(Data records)
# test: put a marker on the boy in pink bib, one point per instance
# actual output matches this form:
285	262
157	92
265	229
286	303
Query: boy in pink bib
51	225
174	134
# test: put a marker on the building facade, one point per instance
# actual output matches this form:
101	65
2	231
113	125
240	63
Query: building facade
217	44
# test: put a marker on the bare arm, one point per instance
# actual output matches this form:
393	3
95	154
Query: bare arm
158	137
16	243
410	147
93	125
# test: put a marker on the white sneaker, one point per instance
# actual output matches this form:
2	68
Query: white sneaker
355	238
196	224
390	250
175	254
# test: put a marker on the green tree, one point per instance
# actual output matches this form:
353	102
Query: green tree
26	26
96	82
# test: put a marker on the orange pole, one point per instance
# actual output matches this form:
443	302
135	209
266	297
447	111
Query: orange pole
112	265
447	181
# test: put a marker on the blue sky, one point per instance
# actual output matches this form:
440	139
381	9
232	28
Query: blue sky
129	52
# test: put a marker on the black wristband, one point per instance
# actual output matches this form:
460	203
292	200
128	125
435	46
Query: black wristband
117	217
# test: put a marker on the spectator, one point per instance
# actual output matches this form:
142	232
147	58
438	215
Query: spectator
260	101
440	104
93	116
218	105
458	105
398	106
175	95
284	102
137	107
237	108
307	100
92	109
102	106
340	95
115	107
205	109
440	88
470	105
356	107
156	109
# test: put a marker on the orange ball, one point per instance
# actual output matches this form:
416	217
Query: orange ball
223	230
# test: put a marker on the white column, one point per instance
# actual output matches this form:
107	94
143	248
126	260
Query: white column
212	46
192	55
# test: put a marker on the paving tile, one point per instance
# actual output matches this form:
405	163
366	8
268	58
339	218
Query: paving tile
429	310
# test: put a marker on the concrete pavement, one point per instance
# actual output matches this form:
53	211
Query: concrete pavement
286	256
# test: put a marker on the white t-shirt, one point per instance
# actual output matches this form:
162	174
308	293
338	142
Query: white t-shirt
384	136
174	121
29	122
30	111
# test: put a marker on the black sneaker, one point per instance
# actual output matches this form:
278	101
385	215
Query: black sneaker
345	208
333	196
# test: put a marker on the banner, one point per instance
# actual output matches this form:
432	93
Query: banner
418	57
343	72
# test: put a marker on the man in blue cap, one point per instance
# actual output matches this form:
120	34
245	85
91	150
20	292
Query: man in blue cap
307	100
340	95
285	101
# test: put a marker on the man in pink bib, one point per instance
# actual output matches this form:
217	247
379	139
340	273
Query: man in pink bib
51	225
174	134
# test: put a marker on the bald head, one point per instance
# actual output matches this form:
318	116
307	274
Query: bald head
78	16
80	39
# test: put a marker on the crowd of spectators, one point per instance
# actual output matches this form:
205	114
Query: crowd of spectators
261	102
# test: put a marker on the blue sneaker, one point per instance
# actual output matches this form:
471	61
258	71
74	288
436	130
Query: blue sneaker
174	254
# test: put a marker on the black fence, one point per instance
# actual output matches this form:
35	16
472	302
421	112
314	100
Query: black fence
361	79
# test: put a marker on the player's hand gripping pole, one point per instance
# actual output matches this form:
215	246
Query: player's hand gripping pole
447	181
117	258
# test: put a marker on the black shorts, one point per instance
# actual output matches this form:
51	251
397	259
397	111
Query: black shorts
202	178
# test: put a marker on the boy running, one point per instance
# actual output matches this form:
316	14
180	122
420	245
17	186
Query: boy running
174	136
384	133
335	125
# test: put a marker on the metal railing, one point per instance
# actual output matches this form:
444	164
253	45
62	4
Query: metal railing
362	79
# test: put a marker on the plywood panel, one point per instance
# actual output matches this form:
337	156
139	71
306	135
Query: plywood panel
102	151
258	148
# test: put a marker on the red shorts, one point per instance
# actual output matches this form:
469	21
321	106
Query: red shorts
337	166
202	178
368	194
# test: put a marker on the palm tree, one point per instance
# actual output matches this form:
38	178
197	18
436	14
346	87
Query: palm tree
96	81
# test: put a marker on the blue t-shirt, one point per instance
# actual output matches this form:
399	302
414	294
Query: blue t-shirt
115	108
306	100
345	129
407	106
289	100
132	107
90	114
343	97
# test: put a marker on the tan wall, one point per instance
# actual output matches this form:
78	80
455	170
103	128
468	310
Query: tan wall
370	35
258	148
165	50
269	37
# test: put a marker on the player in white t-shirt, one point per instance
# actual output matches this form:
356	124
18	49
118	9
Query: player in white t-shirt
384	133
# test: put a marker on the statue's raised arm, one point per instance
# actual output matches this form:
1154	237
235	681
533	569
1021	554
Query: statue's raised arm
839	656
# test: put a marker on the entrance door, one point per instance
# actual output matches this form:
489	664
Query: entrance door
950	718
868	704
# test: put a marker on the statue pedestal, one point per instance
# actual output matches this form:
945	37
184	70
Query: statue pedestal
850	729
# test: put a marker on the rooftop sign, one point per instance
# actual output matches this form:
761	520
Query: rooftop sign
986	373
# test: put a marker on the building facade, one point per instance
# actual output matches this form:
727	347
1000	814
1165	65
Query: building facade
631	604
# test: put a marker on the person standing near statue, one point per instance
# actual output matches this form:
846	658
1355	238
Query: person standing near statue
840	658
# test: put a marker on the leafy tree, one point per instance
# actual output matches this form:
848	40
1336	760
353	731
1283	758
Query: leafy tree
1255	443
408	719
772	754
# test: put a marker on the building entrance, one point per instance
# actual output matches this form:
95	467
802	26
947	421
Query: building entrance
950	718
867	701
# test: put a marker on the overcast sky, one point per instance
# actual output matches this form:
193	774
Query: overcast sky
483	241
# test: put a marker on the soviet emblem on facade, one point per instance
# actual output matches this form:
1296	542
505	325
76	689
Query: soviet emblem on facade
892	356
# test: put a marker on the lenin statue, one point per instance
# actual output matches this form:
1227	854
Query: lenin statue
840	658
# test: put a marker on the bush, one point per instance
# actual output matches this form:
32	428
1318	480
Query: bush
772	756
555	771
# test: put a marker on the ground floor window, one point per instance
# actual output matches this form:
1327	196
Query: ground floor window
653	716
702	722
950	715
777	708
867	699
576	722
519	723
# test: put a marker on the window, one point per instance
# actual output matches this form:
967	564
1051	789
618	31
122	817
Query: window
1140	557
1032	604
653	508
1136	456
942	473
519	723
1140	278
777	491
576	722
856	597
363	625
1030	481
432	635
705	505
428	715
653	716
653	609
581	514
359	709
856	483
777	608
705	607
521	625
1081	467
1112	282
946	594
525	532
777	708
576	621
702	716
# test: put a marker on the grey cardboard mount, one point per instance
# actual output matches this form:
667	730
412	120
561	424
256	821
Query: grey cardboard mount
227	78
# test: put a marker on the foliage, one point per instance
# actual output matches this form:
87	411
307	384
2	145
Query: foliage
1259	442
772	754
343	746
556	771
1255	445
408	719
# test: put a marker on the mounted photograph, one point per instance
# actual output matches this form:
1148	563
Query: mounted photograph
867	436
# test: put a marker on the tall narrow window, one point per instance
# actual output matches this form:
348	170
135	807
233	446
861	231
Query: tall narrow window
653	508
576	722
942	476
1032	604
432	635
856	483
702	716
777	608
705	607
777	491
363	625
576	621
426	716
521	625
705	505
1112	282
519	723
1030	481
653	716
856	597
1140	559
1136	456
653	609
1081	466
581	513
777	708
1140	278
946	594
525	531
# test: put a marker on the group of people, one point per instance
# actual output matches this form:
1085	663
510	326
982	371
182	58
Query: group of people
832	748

-- Task description --
Repeat exactly the lines from the line containing "# test: put a marker on the grey" through the end of the listing above; both boundary lines are part of the output.

-- Answer --
# test: put a marker on the grey cardboard mount, one point per instance
# actual output matches this form:
667	730
412	120
561	424
256	821
Query: grey cardboard mount
227	78
# test: put a marker on the foliage, one point per instance
# actual output matches this form:
87	411
307	384
2	145
Query: foliage
1259	442
772	754
343	746
556	771
1255	445
408	719
# test: put a marker on the mounted photograph, one point per instance
# actual output matches this form:
1148	563
Query: mounted photograph
867	436
# test: put a marker on the tall narrow window, one point per instance
# actual output matches this form:
348	170
135	807
233	446
861	231
Query: tall narrow window
653	508
576	722
942	476
1032	604
432	635
856	483
702	716
777	608
705	607
777	491
363	625
576	621
426	716
521	625
705	505
1112	282
519	723
1030	481
653	716
856	597
1140	559
1136	456
653	609
1081	466
581	513
777	708
1140	278
946	594
525	531
# test: put a marker on the group of people, one point per instance
# actual output matches this form:
1085	663
510	326
982	371
182	58
Query: group of people
832	748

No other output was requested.